= Compito da svolgere =
Disponi tutto il materiale qui sotto come CSV a due colonne, testo e risposta, con una riga per ogni testo accompagnato dalla sua risposta. Racchiudi ciascun campo tra virgolette e sostituisci gli a capo con spazi.

[Voci del dataset archiviate]
#####

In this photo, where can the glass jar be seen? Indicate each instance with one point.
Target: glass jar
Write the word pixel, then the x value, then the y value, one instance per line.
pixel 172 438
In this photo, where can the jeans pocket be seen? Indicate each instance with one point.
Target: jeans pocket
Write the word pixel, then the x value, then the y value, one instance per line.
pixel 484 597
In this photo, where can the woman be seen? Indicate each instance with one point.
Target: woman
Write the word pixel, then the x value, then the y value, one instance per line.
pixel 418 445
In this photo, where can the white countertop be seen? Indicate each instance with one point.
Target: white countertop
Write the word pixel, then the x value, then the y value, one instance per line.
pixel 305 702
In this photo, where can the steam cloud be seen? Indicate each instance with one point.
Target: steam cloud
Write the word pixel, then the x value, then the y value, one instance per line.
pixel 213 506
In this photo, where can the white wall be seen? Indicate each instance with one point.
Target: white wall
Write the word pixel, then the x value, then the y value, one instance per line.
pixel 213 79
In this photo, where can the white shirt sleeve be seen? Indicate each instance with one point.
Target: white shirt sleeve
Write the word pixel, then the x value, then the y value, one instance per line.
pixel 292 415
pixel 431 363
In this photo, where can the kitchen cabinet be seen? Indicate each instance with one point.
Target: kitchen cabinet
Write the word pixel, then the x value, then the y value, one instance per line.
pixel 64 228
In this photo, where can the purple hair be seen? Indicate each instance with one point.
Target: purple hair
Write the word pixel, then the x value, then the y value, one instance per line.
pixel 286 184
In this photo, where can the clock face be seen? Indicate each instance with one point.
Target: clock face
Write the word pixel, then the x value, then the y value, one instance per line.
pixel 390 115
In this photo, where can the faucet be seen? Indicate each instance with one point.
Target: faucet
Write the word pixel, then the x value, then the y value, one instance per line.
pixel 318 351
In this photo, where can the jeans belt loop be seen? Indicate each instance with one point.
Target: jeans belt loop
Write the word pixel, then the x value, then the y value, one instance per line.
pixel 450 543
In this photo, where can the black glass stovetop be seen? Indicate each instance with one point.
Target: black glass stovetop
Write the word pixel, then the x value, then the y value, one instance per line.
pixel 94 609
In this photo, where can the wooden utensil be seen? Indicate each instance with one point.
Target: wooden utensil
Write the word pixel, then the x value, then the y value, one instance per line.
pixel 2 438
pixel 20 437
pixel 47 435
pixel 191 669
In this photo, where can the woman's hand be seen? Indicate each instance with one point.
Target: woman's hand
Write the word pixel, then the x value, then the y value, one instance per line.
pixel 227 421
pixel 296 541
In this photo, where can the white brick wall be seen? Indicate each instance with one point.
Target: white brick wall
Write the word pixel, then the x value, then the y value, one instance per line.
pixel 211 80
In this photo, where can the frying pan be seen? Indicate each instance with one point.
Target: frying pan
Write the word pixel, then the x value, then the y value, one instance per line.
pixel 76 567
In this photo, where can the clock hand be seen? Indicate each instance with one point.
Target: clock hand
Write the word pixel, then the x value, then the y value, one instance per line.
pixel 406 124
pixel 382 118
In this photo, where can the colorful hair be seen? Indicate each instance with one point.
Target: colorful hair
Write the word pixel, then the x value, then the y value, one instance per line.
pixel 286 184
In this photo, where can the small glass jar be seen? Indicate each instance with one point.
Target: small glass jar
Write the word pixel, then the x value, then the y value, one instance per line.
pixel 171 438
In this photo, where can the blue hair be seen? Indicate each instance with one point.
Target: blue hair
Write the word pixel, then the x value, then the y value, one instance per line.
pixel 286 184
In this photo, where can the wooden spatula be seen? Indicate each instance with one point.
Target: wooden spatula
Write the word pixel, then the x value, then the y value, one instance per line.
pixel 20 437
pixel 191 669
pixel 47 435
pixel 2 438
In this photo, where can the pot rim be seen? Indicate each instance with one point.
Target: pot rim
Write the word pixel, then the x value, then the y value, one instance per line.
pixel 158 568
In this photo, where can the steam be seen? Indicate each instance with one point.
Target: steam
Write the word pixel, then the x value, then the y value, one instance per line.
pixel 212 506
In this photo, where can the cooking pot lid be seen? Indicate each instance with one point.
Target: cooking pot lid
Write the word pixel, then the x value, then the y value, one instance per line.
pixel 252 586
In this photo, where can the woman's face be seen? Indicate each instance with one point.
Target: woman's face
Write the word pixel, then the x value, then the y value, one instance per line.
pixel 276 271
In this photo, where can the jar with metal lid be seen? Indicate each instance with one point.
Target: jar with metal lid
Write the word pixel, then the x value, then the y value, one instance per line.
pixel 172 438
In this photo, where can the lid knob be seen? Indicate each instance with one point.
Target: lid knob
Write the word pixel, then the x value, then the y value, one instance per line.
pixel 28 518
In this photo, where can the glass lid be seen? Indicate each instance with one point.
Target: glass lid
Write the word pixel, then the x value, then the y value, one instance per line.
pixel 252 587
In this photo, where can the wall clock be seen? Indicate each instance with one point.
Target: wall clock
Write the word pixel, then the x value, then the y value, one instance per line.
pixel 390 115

#####

= Soluzione completa =
testo,risposta
"In this photo, where can the glass jar be seen? Indicate each instance with one point. Target: glass jar Write the word pixel, then the x value, then the y value, one instance per line.","pixel 172 438"
"In this photo, where can the jeans pocket be seen? Indicate each instance with one point. Target: jeans pocket Write the word pixel, then the x value, then the y value, one instance per line.","pixel 484 597"
"In this photo, where can the woman be seen? Indicate each instance with one point. Target: woman Write the word pixel, then the x value, then the y value, one instance per line.","pixel 418 445"
"In this photo, where can the white countertop be seen? Indicate each instance with one point. Target: white countertop Write the word pixel, then the x value, then the y value, one instance per line.","pixel 305 702"
"In this photo, where can the steam cloud be seen? Indicate each instance with one point. Target: steam cloud Write the word pixel, then the x value, then the y value, one instance per line.","pixel 213 506"
"In this photo, where can the white wall be seen? Indicate each instance with one point. Target: white wall Write the word pixel, then the x value, then the y value, one instance per line.","pixel 213 79"
"In this photo, where can the white shirt sleeve be seen? Indicate each instance with one point. Target: white shirt sleeve Write the word pixel, then the x value, then the y value, one instance per line.","pixel 292 415 pixel 431 363"
"In this photo, where can the kitchen cabinet be seen? Indicate each instance with one point. Target: kitchen cabinet Write the word pixel, then the x value, then the y value, one instance per line.","pixel 64 228"
"In this photo, where can the purple hair be seen? Indicate each instance with one point. Target: purple hair Write the word pixel, then the x value, then the y value, one instance per line.","pixel 286 184"
"In this photo, where can the clock face be seen? Indicate each instance with one point. Target: clock face Write the word pixel, then the x value, then the y value, one instance per line.","pixel 390 115"
"In this photo, where can the faucet be seen? Indicate each instance with one point. Target: faucet Write the word pixel, then the x value, then the y value, one instance per line.","pixel 318 351"
"In this photo, where can the jeans belt loop be seen? Indicate each instance with one point. Target: jeans belt loop Write the word pixel, then the x value, then the y value, one instance per line.","pixel 450 543"
"In this photo, where can the black glass stovetop be seen? Indicate each instance with one point. Target: black glass stovetop Write the word pixel, then the x value, then the y value, one instance per line.","pixel 94 609"
"In this photo, where can the wooden utensil be seen? Indicate each instance with one point. Target: wooden utensil Write the word pixel, then the x value, then the y value, one instance per line.","pixel 2 438 pixel 20 437 pixel 47 435 pixel 191 669"
"In this photo, where can the woman's hand be seen? Indicate each instance with one point. Target: woman's hand Write the word pixel, then the x value, then the y value, one instance per line.","pixel 227 421 pixel 296 541"
"In this photo, where can the white brick wall be seen? Indicate each instance with one point. Target: white brick wall Write the word pixel, then the x value, then the y value, one instance per line.","pixel 211 80"
"In this photo, where can the frying pan be seen? Indicate each instance with one point. Target: frying pan Write the word pixel, then the x value, then the y value, one instance per line.","pixel 76 567"
"In this photo, where can the clock hand be seen? Indicate each instance with one point. Target: clock hand Write the word pixel, then the x value, then the y value, one instance per line.","pixel 406 124 pixel 382 118"
"In this photo, where can the colorful hair be seen? Indicate each instance with one point. Target: colorful hair Write the word pixel, then the x value, then the y value, one instance per line.","pixel 286 184"
"In this photo, where can the small glass jar be seen? Indicate each instance with one point. Target: small glass jar Write the word pixel, then the x value, then the y value, one instance per line.","pixel 171 438"
"In this photo, where can the blue hair be seen? Indicate each instance with one point. Target: blue hair Write the word pixel, then the x value, then the y value, one instance per line.","pixel 286 184"
"In this photo, where can the wooden spatula be seen? Indicate each instance with one point. Target: wooden spatula Write the word pixel, then the x value, then the y value, one instance per line.","pixel 20 437 pixel 191 669 pixel 47 435 pixel 2 438"
"In this photo, where can the pot rim be seen? Indicate each instance with one point. Target: pot rim Write the word pixel, then the x value, then the y value, one instance per line.","pixel 158 568"
"In this photo, where can the steam be seen? Indicate each instance with one point. Target: steam Write the word pixel, then the x value, then the y value, one instance per line.","pixel 212 506"
"In this photo, where can the cooking pot lid be seen? Indicate each instance with one point. Target: cooking pot lid Write the word pixel, then the x value, then the y value, one instance per line.","pixel 252 586"
"In this photo, where can the woman's face be seen? Indicate each instance with one point. Target: woman's face Write the word pixel, then the x value, then the y value, one instance per line.","pixel 276 271"
"In this photo, where can the jar with metal lid be seen? Indicate each instance with one point. Target: jar with metal lid Write the word pixel, then the x value, then the y value, one instance per line.","pixel 172 438"
"In this photo, where can the lid knob be seen? Indicate each instance with one point. Target: lid knob Write the word pixel, then the x value, then the y value, one instance per line.","pixel 28 518"
"In this photo, where can the glass lid be seen? Indicate each instance with one point. Target: glass lid Write the word pixel, then the x value, then the y value, one instance per line.","pixel 252 587"
"In this photo, where can the wall clock be seen? Indicate each instance with one point. Target: wall clock Write the word pixel, then the x value, then the y value, one instance per line.","pixel 390 115"